[Begin Data for the task]

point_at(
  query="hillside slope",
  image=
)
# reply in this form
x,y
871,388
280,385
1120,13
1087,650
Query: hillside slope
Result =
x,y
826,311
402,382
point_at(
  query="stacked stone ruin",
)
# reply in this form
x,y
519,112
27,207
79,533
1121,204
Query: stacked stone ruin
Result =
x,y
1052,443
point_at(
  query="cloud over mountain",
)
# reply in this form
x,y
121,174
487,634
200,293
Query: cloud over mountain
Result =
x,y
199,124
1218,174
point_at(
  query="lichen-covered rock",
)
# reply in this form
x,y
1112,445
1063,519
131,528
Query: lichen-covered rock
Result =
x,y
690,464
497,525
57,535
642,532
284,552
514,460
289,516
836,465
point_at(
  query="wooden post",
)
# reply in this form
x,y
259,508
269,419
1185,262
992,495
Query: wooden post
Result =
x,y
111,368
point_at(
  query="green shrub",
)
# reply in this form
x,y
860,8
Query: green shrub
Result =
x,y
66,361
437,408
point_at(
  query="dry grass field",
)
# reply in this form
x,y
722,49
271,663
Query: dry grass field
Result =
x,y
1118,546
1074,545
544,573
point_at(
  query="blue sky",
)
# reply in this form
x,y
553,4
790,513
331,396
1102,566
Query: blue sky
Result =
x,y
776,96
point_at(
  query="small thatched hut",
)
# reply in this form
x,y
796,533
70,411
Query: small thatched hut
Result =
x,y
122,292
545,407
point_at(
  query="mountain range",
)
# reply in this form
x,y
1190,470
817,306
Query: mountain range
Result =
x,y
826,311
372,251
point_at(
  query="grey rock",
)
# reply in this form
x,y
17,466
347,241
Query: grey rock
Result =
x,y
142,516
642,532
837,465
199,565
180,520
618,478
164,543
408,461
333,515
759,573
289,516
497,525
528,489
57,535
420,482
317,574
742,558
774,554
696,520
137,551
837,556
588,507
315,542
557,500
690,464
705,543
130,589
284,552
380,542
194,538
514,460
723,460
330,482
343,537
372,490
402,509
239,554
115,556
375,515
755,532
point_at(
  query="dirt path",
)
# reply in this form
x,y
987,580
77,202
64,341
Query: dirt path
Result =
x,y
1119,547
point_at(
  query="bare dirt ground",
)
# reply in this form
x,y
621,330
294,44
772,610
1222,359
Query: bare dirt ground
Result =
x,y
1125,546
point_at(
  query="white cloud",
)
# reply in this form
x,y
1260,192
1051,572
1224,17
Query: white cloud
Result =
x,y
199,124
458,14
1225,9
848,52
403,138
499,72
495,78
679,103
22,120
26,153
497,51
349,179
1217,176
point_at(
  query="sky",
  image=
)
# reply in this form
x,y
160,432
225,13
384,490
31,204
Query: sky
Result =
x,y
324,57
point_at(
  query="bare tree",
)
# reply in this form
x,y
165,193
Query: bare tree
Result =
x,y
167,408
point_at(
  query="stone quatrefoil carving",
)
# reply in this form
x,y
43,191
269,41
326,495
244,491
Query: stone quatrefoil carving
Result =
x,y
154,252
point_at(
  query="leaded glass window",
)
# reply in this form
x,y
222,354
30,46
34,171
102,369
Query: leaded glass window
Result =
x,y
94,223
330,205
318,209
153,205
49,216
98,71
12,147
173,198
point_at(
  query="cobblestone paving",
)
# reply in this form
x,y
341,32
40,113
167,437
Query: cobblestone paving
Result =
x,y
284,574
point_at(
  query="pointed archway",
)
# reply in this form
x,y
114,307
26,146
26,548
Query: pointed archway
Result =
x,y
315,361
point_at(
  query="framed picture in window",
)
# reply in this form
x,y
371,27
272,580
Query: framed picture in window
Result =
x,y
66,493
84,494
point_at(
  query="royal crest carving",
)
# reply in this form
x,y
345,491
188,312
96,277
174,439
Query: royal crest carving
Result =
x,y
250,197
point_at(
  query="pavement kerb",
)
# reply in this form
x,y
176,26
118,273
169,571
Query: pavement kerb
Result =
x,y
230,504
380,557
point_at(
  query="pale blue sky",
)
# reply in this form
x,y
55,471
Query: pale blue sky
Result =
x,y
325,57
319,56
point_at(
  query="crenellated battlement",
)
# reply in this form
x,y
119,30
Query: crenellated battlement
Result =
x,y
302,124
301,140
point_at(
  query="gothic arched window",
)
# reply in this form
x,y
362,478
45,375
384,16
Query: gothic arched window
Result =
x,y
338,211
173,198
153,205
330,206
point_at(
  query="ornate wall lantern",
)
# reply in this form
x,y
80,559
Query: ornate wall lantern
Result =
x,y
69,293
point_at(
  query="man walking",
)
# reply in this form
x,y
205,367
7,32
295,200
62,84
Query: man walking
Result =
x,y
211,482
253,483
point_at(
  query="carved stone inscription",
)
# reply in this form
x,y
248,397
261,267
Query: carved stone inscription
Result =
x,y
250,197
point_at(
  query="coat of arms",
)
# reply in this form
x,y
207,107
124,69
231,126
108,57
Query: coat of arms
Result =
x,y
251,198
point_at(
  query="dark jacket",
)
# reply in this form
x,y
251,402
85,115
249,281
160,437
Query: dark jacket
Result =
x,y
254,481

[End Data for the task]

_Exercise requirements_: Can you restate every record above word for word?

_Answer to the exercise_:
point_at(
  query="hillside slope",
  image=
)
# reply in this form
x,y
871,388
280,385
1120,13
1087,650
Query: hillside slope
Result =
x,y
826,311
402,382
point_at(
  query="stacked stone ruin",
)
# reply in this form
x,y
519,112
27,207
79,533
1121,204
Query: stacked stone ruin
Result =
x,y
1052,443
point_at(
  query="cloud over mountain",
)
# reply in this form
x,y
121,174
487,634
200,293
Query: cloud over mountain
Result =
x,y
199,124
1218,174
point_at(
  query="lichen-covered rock",
)
# reply in this form
x,y
1112,445
1063,519
131,528
Query: lichen-covered rock
Result =
x,y
690,464
497,525
57,535
642,532
284,552
514,460
289,516
836,465
point_at(
  query="wooden post",
)
# reply in this form
x,y
259,508
269,419
1185,262
992,495
Query: wooden post
Result =
x,y
111,368
point_at(
  query="green shrub",
)
# reply in this form
x,y
860,8
Query: green shrub
Result =
x,y
66,361
437,408
point_at(
  query="dry grass field",
)
# reply in this form
x,y
722,49
271,663
Query: dry grass field
Result =
x,y
1118,546
1074,545
544,573
point_at(
  query="blue sky",
)
# reply in this form
x,y
553,4
790,513
331,396
1102,566
Query: blue sky
Result =
x,y
776,96
point_at(
  query="small thatched hut",
)
# reply in this form
x,y
796,533
70,411
Query: small thatched hut
Result =
x,y
122,292
545,407
point_at(
  query="mountain range",
)
# reply in this form
x,y
1190,470
817,306
Query: mountain range
Result =
x,y
826,311
372,251
point_at(
  query="grey rock",
)
# reply in this form
x,y
17,466
347,241
Query: grey rock
Result =
x,y
142,516
642,532
837,465
199,565
180,520
618,478
164,543
408,461
333,515
759,573
289,516
497,525
528,489
57,535
420,482
317,574
742,558
774,554
696,520
137,551
837,556
588,507
315,542
557,500
690,464
705,543
130,589
284,552
380,542
194,538
514,460
723,460
330,482
343,537
372,490
402,509
239,554
115,556
375,515
755,532
point_at(
  query="dirt path",
)
# reply in this form
x,y
987,580
77,202
64,341
Query: dirt path
Result =
x,y
1119,547
point_at(
  query="bare dirt ground",
)
# reply in this form
x,y
621,330
294,44
772,610
1222,359
Query: bare dirt ground
Result =
x,y
1125,546
point_at(
  query="white cloud",
)
# reply in this form
x,y
1260,192
1051,572
1224,17
Query: white cloud
Result =
x,y
199,124
458,14
1225,9
848,52
403,138
499,72
495,78
679,103
22,120
26,153
497,51
349,179
1217,176
point_at(
  query="sky",
  image=
)
# reply in this form
x,y
160,432
225,13
384,490
31,204
Query: sky
Result =
x,y
324,57
point_at(
  query="bare tree",
)
# reply in this form
x,y
165,193
Query: bare tree
Result =
x,y
167,408
point_at(
  query="stone quatrefoil carving",
)
# reply in this form
x,y
43,191
269,41
326,495
244,491
Query: stone quatrefoil carving
Result =
x,y
154,252
point_at(
  query="leaded glass window",
)
# reply in this form
x,y
222,354
30,46
34,171
102,369
Query: leaded glass window
Result =
x,y
94,223
330,205
318,209
153,205
49,216
98,71
12,147
173,198
point_at(
  query="cobblestone paving",
)
# reply in this form
x,y
341,32
40,113
167,437
Query: cobblestone paving
Result =
x,y
284,574
point_at(
  query="pointed archway",
)
# reply in this form
x,y
114,307
26,146
26,548
Query: pointed archway
Result =
x,y
315,361
point_at(
  query="framed picture in window",
)
# reply in this form
x,y
371,27
272,580
Query: framed picture in window
Result =
x,y
66,493
84,494
point_at(
  query="royal crest carving",
)
# reply in this form
x,y
345,491
188,312
96,277
174,439
Query: royal crest carving
Result =
x,y
250,197
point_at(
  query="pavement kerb",
)
# reply in this form
x,y
176,26
118,273
169,571
Query: pavement kerb
Result =
x,y
230,504
380,557
point_at(
  query="pale blue sky",
)
# reply in this form
x,y
55,471
Query: pale blue sky
Result =
x,y
325,57
319,56
point_at(
  query="crenellated battlement",
)
# reply in this form
x,y
119,30
Query: crenellated battlement
Result =
x,y
302,124
301,140
point_at(
  query="gothic arched window",
)
# reply in this form
x,y
362,478
45,375
384,16
Query: gothic arched window
Result =
x,y
338,211
173,198
153,205
330,206
point_at(
  query="ornate wall lantern",
)
# reply in this form
x,y
80,559
Query: ornate wall lantern
Result =
x,y
69,293
point_at(
  query="man walking",
)
# reply in this form
x,y
205,367
7,32
295,200
62,84
Query: man walking
Result =
x,y
211,482
253,483
point_at(
  query="carved stone inscription",
)
# reply in this form
x,y
248,397
261,267
Query: carved stone inscription
Result =
x,y
250,197
point_at(
  query="coat of arms",
)
# reply in this form
x,y
207,107
124,69
231,126
108,57
Query: coat of arms
Result =
x,y
251,198
point_at(
  query="dark jacket",
)
# reply in this form
x,y
251,402
85,115
249,281
160,437
Query: dark jacket
Result =
x,y
254,481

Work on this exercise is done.